Written exercise 1 -> Reproduce the records verbatim, starting at the line that contains "Greenhouse-scouting task: tag the rippled" and ending with the final line of the records.

Passage to read ->
════════════════

As for the power armour, remember that it ultimately descends from techno-barbarians. Indeed, it's one of the deeper points about Warhammer 40k-even when presented with amazing technology, man will refuse to understand it and use it to make basically medieval armour. The exploration of this Dark Age mentality is one of the things that makes this franchise awesome.


----------



## Masked Jackal (Dec 16, 2009)

Not really following this convo that much, but Lexicanum is hardly the most reliable source. It's a wiki, which means that anyone can post up what they want, and the information could easily be out-of-date.


----------



## Maidel (Jun 28, 2009)

> But the Eldar level of tech was the same as the one we see now, whereas humanity was hugely more advanced. As for the Webway, well I don't remember anything big being built there except Commoragh (plus a few sattelite hamlets). Furthermore, it's not as Eldar actually invented the Webway, they just use it.
> 
> The Eldar meanwhile remain on the level they were since the dawn of time. You'd think they could have actually invented something new.


Actually, I dont think thats true. The eldar at one point certainly had much more 'power'. I dont know if thats a technology thing, or a simply lack of raw power, but they were able to do things like kill suns before the fall - thats not something they appear to be able to do now.




> Lexicanum explicitly states to the contrary. I wouldn't claim to know where they got it from, but there we go.


And lexicanum would be wrong...

════════════════

Coordinate annotation entries ->
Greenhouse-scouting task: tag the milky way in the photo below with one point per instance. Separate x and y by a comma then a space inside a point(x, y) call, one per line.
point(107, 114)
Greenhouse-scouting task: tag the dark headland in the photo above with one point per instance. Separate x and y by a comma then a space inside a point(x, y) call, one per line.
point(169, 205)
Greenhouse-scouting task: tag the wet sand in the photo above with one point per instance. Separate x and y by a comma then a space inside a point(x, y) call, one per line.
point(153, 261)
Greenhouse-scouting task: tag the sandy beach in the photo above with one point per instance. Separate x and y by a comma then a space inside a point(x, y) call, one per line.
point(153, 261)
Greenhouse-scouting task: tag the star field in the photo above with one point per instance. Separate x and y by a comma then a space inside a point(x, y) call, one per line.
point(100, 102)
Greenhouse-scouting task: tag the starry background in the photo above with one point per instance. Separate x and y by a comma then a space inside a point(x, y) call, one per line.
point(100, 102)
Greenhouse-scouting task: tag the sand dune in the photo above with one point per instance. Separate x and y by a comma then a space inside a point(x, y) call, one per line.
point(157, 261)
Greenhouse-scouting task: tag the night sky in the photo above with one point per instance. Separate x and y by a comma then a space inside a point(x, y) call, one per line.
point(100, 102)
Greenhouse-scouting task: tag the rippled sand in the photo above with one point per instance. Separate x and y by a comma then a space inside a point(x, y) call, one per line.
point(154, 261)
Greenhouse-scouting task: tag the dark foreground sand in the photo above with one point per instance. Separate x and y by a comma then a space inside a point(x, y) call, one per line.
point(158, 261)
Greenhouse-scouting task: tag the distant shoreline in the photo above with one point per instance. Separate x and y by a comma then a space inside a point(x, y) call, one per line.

════════════════

Written exercise 2 -> In the forum thread, what does Maidel say the Eldar could do before the fall that they no longer appear able to do?

Expected output 1 ->
Greenhouse-scouting task: tag the rippled sand in the photo above with one point per instance. Separate x and y by a comma then a space inside a point(x, y) call, one per line.
point(154, 261)
Greenhouse-scouting task: tag the dark foreground sand in the photo above with one point per instance. Separate x and y by a comma then a space inside a point(x, y) call, one per line.
point(158, 261)
Greenhouse-scouting task: tag the distant shoreline in the photo above with one point per instance. Separate x and y by a comma then a space inside a point(x, y) call, one per line.

Expected output 2 -> They could kill suns.